04/05/2007
Do You Have an Estate Plan?
I’ve had many people tell me over the years that they want their children
to have better opportunities than they had when they were growing up. When I
ask what that means, I get a mixed bag of answers including: more assets, more
savings, a better education, being debt-free, and an early retirement. Let’s
agree that giving your children better opportunities is defined as your legacy
to your family. Creating your estate plan is a great place to start.
It’s important to know that estate taxes can kick in at rates starting
at 50% on assets exceeding $2 million. When adding the value of your assets,
don’t forget to include the death benefits of any life insurance policies
you have. If your home, personal belongings, antique collection, and investments
total $2 million and you have a life insurance policy of $1 million, you can
shelter the $1 million death benefit from estate taxes by transferring ownership
of the policy to an irrevocable trust. This trust must be in effect for three
years before you die. See why planning for your legacy is so important?
Investment accounts can be sheltered from estate taxes by naming beneficiaries
on the instruments. This causes the assets to be transferred immediately to
your named beneficiaries. This is easily accomplished with payable-on-death
bank accounts and transferable-on-death stocks and bonds. You can also transfer
ownership of your investments to an irrevocable living trust where you are the
trustee and control the account. Upon your death, the investments are disbursed
according to your named beneficiaries, but may still be subject to estate taxes.

◇ ◇ ◇ ◇

**Problem set**
[A] Decide whether each statement agrees with the estate planning article, answering yes or no and quoting the words that settle it: (i) Estate taxes can start at 50% on assets above $2 million. (ii) An irrevocable trust holding a life insurance policy must be in effect for five years before death. (iii) Investments moved into an irrevocable living trust are never subject to estate taxes.
[B] Using the estate planning article, answer each question briefly.
(i) What is the death benefit of the life insurance policy in the example?
(ii) What does the article call a great place to start?
(iii) Which accounts and securities are named as easy ways to designate beneficiaries?
[C] According to the estate planning article, why does naming beneficiaries on investment instruments help shelter those accounts from estate taxes?
Answer from the estate planning article alone.

◇ ◇ ◇ ◇

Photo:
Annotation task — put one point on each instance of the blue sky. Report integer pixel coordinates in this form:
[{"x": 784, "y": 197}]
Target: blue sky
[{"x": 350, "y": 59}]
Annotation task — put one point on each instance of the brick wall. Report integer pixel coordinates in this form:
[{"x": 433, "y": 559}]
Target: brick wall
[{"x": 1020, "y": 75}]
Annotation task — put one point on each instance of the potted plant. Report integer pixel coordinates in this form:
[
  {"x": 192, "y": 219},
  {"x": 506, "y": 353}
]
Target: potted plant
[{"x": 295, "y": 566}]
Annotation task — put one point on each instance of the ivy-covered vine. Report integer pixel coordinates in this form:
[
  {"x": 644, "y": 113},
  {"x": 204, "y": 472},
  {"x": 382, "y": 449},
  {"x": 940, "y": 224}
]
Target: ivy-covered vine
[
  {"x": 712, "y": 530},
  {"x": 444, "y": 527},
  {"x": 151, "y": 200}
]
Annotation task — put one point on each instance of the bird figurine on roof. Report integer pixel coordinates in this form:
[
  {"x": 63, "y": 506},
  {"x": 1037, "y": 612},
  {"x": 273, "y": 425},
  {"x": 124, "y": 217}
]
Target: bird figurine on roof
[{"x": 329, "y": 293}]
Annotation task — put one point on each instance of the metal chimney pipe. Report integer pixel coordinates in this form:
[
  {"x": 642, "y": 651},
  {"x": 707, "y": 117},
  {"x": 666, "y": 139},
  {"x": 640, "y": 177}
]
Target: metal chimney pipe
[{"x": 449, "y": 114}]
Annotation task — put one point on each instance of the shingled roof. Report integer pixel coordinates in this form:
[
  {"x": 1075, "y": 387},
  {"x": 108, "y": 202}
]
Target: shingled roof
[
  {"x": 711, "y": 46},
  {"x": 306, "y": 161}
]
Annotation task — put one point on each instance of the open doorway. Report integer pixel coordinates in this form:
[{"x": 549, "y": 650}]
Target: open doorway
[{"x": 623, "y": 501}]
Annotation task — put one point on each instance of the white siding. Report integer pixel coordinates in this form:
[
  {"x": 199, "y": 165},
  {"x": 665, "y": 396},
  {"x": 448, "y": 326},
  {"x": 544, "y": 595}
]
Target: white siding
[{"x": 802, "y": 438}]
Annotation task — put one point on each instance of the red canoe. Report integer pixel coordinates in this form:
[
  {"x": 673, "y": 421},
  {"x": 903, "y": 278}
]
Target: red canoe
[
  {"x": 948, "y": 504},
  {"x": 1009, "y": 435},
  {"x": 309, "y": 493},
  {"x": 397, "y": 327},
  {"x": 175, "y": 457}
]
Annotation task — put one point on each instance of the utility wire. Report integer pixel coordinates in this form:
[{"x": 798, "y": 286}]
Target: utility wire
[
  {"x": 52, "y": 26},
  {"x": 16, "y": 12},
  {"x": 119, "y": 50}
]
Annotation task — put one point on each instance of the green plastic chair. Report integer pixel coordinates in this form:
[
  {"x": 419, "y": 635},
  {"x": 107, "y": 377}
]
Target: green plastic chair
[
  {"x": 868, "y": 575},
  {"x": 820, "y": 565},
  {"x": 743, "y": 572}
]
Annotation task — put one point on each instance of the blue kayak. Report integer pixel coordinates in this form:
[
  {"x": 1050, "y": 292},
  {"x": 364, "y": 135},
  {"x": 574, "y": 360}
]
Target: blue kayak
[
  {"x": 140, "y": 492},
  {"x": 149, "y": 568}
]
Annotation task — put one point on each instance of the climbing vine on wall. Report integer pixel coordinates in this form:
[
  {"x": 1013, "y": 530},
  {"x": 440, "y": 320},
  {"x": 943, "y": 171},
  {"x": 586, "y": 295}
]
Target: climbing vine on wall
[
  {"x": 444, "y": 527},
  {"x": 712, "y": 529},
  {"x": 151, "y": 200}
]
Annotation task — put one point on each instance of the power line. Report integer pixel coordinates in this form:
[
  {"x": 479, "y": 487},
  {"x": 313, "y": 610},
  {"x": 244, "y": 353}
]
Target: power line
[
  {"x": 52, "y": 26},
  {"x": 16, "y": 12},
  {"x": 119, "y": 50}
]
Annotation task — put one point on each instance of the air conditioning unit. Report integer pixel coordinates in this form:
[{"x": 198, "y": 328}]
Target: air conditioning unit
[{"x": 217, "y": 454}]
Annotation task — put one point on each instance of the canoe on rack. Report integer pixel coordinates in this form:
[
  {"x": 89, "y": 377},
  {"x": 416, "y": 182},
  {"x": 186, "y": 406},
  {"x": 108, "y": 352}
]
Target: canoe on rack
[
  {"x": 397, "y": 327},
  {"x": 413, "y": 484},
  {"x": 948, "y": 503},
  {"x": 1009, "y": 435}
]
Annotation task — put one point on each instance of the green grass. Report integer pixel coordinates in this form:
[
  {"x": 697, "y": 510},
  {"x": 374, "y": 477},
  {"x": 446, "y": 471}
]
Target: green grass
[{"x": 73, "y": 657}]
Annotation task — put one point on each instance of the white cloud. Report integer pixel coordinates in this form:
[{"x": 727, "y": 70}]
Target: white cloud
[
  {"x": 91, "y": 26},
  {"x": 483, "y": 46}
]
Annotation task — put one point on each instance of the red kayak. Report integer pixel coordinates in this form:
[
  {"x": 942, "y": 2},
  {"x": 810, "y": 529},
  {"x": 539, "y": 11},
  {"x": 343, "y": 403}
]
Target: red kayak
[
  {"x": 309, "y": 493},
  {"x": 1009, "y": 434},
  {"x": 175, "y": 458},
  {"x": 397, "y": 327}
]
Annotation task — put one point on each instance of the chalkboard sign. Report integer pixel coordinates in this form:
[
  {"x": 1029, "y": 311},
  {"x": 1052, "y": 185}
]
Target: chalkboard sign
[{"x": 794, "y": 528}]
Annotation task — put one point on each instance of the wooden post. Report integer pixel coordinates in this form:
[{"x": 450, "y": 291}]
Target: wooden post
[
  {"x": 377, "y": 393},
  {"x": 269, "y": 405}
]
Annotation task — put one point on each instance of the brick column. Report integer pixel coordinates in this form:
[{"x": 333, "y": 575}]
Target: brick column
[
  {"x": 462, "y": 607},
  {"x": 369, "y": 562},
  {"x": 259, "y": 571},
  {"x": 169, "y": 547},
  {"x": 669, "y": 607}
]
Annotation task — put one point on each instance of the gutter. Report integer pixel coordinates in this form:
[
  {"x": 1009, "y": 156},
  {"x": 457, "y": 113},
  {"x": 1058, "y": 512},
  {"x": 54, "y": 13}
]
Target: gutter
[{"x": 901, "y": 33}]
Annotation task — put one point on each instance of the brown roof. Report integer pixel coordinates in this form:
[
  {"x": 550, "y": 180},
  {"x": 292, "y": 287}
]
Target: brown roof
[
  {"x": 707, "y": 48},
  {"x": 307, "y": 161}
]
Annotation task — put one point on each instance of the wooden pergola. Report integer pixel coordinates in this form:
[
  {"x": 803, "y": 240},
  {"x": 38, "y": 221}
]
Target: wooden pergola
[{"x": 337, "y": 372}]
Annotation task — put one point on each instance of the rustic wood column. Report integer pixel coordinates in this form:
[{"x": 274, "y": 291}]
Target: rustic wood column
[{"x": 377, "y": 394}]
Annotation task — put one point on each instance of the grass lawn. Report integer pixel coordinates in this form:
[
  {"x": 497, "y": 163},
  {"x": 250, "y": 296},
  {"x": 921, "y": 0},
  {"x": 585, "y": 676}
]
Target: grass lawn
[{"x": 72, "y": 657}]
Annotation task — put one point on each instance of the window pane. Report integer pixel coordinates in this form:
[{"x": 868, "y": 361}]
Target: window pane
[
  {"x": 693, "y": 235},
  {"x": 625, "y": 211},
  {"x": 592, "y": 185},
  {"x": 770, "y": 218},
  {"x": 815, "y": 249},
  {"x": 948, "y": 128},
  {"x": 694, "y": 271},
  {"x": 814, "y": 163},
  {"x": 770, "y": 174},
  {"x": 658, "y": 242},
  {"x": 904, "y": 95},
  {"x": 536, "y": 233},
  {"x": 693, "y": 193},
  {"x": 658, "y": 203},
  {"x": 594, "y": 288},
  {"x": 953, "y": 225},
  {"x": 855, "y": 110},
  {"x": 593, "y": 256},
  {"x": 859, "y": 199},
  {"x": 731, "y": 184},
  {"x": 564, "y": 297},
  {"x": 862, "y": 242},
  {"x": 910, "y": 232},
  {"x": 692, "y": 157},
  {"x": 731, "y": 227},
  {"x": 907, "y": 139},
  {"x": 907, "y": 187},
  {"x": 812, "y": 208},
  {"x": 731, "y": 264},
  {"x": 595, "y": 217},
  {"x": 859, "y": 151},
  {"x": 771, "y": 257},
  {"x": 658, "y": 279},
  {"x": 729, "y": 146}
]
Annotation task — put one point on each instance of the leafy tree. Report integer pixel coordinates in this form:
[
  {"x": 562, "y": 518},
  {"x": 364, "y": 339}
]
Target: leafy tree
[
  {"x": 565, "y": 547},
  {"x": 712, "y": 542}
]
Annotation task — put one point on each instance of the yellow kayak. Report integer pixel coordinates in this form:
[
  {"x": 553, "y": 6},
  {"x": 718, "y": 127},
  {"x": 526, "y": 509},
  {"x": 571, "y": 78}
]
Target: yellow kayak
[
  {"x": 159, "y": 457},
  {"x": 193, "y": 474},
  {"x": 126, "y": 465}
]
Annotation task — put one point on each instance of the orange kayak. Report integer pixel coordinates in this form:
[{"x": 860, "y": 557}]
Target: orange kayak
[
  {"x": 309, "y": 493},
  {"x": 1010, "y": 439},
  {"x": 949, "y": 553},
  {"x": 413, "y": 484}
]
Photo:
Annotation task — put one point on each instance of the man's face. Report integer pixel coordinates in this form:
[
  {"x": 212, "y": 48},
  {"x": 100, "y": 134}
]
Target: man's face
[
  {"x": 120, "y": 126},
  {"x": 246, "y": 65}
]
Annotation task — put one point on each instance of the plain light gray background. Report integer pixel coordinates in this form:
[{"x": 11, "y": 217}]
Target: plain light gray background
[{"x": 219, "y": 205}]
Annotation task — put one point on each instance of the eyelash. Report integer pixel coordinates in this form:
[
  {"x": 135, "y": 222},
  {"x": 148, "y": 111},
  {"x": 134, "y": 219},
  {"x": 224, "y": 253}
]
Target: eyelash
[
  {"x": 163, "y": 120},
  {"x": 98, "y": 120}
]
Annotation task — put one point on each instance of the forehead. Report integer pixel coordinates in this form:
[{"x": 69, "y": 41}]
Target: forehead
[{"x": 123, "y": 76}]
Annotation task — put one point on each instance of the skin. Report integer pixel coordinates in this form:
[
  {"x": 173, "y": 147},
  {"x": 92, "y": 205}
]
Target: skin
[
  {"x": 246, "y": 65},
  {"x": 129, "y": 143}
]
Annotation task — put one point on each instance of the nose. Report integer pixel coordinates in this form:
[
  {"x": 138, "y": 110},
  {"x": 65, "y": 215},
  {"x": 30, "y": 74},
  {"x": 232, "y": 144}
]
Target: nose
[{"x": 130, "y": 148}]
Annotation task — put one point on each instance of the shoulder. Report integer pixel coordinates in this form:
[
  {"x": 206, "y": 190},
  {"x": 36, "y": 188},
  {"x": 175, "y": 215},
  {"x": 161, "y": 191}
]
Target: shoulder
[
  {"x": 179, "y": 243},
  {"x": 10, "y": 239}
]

◇ ◇ ◇ ◇

**Answer set**
[A]
(i) Yes: "estate taxes can kick in at rates starting at 50% on assets exceeding $2 million"
(ii) No: "This trust must be in effect for three years before you die."
(iii) No: "may still be subject to estate taxes"

[B]
(i) $1 million
(ii) Creating your estate plan
(iii) Payable-on-death bank accounts and transferable-on-death stocks and bonds

[C] Naming beneficiaries on the instruments causes the assets to be transferred immediately to those named beneficiaries.